+++ Supplied passage +++

Both patients and healthcare professionals believe diagnosis of extracolonic malignancy with screening computed tomography (CT) colonography greatly outweighs the potential disadvantages of subsequent radiologic or invasive follow-up tests precipitated by false-positive diagnoses, according to a new study published in the October issue of the journal Radiology.

Diagnostic tests used for cancer screening programs usually target a specific organ. However, when screening for colorectal cancer with CT colonography, abdominal and pelvic tissues outside the colon are imaged unavoidably, which can potentially detect disease in organs other than the primary target. These extracolonic findings present a clinical dilemma. Early diagnosis of important findings might offer life-saving benefits, but unnecessary investigation of ultimately irrelevant findings has physical, psychological and financial costs.

To determine how patients and healthcare professionals balance these factors, Steve Halligan, M.B.B.S., M.D., FRCP, FRCR, from the Centre for Medical Imaging at University College London in London, U.K., and colleagues conducted a discrete choice experiment, interviewing 52 adults (mean age 64.5 years) who were scheduled at the hospital for unrelated ultrasound exams and 50 health professionals (mean age 24.5 years) who requested, performed or interpreted colorectal imaging exams.

"There has been surprisingly little prior research relating to trade-offs. Asking patients and professionals to rank their preferences is uninformative because they stipulate an accurate, convenient, safe and cheap test," Dr. Halligan said. "In reality, these attributes are traded against one another: would you swap increased accuracy for less convenience? Discrete choice experiments investigate how attributes are traded against one another but are rarely used for imaging tests. Findings from discrete choice experiments may be controversial, but discussion of how to allocate increasingly scarce resources cannot be informed without the results of such experiments."

+++ Records provided +++

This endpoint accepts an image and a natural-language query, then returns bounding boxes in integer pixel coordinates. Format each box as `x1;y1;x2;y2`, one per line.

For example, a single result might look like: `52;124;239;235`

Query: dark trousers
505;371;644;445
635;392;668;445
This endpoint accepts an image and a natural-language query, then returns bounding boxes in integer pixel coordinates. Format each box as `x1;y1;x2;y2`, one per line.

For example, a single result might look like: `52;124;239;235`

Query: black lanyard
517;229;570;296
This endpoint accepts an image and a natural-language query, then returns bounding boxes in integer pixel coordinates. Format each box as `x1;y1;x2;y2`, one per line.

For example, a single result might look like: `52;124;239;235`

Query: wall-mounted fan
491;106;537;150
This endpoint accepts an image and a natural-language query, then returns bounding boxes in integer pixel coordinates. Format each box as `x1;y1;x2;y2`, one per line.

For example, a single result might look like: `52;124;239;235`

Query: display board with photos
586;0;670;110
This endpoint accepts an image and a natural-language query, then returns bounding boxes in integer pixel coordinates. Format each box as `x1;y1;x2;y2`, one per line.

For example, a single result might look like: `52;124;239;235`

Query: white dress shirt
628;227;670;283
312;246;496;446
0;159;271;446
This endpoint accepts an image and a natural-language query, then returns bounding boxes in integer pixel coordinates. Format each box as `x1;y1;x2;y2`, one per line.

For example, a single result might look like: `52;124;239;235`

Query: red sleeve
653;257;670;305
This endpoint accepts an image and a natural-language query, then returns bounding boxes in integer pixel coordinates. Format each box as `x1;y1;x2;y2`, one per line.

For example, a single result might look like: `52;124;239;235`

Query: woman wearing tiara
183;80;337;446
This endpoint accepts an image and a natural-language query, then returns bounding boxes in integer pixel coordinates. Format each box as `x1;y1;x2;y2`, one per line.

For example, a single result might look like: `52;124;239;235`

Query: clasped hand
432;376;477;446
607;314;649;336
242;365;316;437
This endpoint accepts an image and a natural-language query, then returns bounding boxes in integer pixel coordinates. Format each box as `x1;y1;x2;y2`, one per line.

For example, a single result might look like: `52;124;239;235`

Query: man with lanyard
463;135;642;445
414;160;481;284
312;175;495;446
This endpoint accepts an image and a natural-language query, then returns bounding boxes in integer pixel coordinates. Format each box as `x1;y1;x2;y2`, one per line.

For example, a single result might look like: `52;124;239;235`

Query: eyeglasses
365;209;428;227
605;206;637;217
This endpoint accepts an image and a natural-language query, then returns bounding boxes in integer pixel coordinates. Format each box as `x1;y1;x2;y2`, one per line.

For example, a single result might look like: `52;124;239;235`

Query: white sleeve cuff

+++

Task item
Reproduce the entire CT colonography article above word for word, with no changes.

Reply
Both patients and healthcare professionals believe diagnosis of extracolonic malignancy with screening computed tomography (CT) colonography greatly outweighs the potential disadvantages of subsequent radiologic or invasive follow-up tests precipitated by false-positive diagnoses, according to a new study published in the October issue of the journal Radiology.

Diagnostic tests used for cancer screening programs usually target a specific organ. However, when screening for colorectal cancer with CT colonography, abdominal and pelvic tissues outside the colon are imaged unavoidably, which can potentially detect disease in organs other than the primary target. These extracolonic findings present a clinical dilemma. Early diagnosis of important findings might offer life-saving benefits, but unnecessary investigation of ultimately irrelevant findings has physical, psychological and financial costs.

To determine how patients and healthcare professionals balance these factors, Steve Halligan, M.B.B.S., M.D., FRCP, FRCR, from the Centre for Medical Imaging at University College London in London, U.K., and colleagues conducted a discrete choice experiment, interviewing 52 adults (mean age 64.5 years) who were scheduled at the hospital for unrelated ultrasound exams and 50 health professionals (mean age 24.5 years) who requested, performed or interpreted colorectal imaging exams.

"There has been surprisingly little prior research relating to trade-offs. Asking patients and professionals to rank their preferences is uninformative because they stipulate an accurate, convenient, safe and cheap test," Dr. Halligan said. "In reality, these attributes are traded against one another: would you swap increased accuracy for less convenience? Discrete choice experiments investigate how attributes are traded against one another but are rarely used for imaging tests. Findings from discrete choice experiments may be controversial, but discussion of how to allocate increasingly scarce resources cannot be informed without the results of such experiments."